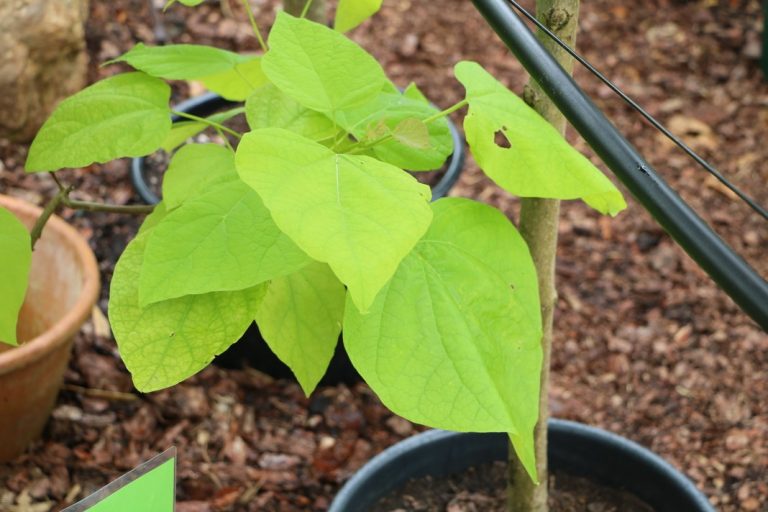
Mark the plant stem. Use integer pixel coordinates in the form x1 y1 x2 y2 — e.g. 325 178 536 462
422 99 469 124
30 182 155 251
171 110 243 139
283 0 327 23
61 197 155 215
508 0 579 512
29 187 72 251
242 0 269 52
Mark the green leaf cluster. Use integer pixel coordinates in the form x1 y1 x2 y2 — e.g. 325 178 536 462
24 6 625 478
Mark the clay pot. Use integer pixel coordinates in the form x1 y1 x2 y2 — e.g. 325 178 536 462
0 195 99 462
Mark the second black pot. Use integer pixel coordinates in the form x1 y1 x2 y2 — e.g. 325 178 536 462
329 420 714 512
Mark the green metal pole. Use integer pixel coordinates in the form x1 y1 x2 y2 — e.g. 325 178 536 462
761 0 768 80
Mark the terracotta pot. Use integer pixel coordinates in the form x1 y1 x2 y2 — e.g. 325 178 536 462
0 195 99 462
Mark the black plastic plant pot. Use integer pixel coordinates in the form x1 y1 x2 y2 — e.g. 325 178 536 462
329 420 714 512
131 93 466 385
131 93 466 204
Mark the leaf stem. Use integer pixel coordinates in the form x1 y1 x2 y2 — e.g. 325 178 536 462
171 110 243 139
299 0 312 18
29 179 155 251
242 0 269 52
348 98 469 155
29 184 73 251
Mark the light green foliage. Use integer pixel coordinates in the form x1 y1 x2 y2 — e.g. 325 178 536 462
110 43 247 80
235 128 432 311
109 230 266 393
256 263 346 396
163 144 239 210
333 0 382 32
139 180 310 306
0 208 32 345
455 62 626 215
262 12 387 112
344 199 542 480
334 85 453 171
161 107 245 153
200 57 268 101
245 84 338 141
26 73 171 172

■ REQUEST:
Reproduce every line precisely as given, omitting all pictures.

■ FULL RESPONSE:
Mark the plant stem. Use integer pixel coordinates in the form x1 y1 x2 y2 — e.g. 325 178 536 462
422 99 469 124
30 182 155 251
171 110 243 139
283 0 327 23
61 197 155 215
508 0 579 512
29 187 72 251
242 0 269 52
Mark the green leaf cluster. Use integer pixel coordinates in the form x1 y1 x2 y2 — e.g. 325 178 536 462
24 6 625 478
Mark the clay pot. Use integer pixel coordinates in the form x1 y1 x2 y2 — e.g. 325 178 536 462
0 195 99 462
Mark the second black pot. Use integer pixel coordinates in the form x1 y1 x2 y2 — e.g. 325 178 536 462
329 420 714 512
Mark the green metal pole. Use integer pixel coordinates in the form x1 y1 x2 y2 — e.g. 325 178 536 462
761 0 768 80
Mark the terracotta pot. Use integer pixel coordinates in the form x1 y1 x2 y2 — e.g. 325 178 536 462
0 195 99 462
Mark the black plastic plant pot. Use integer pixel coordinates in the form x1 y1 x2 y2 — e.g. 325 178 536 462
329 420 714 512
131 93 466 385
131 93 466 204
Mark the leaf stem. Use integer pixel coordinates in the form x1 y1 x2 y2 — e.g. 325 178 536 462
171 110 243 139
299 0 312 18
29 179 155 251
242 0 269 52
348 98 469 155
29 184 73 251
Mark the light green foliage. Use integer pixel coordinates in the form x1 y1 x2 y2 — e.g. 325 178 536 462
110 43 247 80
235 128 432 311
109 230 266 393
256 263 346 396
163 144 239 210
333 0 382 32
139 180 310 306
0 208 32 345
455 62 626 215
262 12 387 112
344 199 542 480
334 85 453 171
161 107 245 153
200 57 268 101
245 84 338 141
26 73 171 172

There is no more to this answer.